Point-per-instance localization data
Content starts

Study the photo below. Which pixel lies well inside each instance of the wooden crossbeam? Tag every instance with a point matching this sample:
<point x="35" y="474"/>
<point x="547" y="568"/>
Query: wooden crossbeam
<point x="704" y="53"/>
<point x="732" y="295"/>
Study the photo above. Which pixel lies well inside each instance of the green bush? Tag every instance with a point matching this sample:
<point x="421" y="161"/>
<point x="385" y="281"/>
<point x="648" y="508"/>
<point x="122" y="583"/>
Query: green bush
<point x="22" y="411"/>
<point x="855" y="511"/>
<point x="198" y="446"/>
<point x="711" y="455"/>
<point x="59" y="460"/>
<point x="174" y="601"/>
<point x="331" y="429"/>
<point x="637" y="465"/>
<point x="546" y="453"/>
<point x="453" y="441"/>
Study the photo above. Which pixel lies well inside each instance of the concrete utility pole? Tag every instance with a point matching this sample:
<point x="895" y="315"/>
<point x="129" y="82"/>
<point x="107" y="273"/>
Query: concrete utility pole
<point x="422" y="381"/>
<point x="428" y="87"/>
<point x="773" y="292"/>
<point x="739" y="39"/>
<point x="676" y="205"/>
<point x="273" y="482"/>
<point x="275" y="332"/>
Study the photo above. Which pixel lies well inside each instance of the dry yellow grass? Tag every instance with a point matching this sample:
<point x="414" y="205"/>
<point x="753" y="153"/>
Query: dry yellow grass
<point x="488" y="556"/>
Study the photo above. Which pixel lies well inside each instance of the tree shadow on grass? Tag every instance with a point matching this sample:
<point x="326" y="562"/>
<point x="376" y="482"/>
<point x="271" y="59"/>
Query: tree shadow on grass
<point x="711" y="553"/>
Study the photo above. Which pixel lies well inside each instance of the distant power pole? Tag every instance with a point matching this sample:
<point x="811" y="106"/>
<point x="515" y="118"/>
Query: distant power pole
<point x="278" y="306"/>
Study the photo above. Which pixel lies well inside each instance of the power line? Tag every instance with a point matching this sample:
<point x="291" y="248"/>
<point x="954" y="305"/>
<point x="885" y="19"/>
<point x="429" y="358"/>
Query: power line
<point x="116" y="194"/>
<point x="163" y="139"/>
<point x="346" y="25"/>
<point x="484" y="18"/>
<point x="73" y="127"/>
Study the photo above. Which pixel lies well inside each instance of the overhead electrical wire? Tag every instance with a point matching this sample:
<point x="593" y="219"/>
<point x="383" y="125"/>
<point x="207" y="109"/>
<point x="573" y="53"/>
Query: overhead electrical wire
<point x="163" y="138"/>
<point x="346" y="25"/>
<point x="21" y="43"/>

Content ends

:: PROBLEM TO SOLVE ::
In the entries above, which lines hold the string "every"? Report all of them.

:: RESULT OF THE EXERCISE ::
Study the photo below. Which pixel lies well inside each instance of the wooden crossbeam? Tag every instance with a point matching this sample:
Study the photo above. Which pixel lies well inside each instance of the green bush? Tag every instance with a point matching this sample:
Study the photo above. Which pixel lies well inside each instance of the concrete utility pole? Tag every instance with a point matching this sample:
Study the photo above. Which pixel lies well inside each instance of the dry yellow grass? Tag every instance with a point matching this sample:
Study the photo above. Which pixel lies well inside each instance of the tree shadow on grass? Tag every instance with a point matching this sample:
Study the photo above. Which pixel lies well inside each instance of the distant power pole? Tag every instance with a point matching this sample:
Study the photo above. Which pixel lies well inside each instance of the power line? Tag every instance with a point matching this sample:
Study the photo above. Which pixel lies well inside each instance of the overhead electrical wire? Tag every instance with a point matching this sample:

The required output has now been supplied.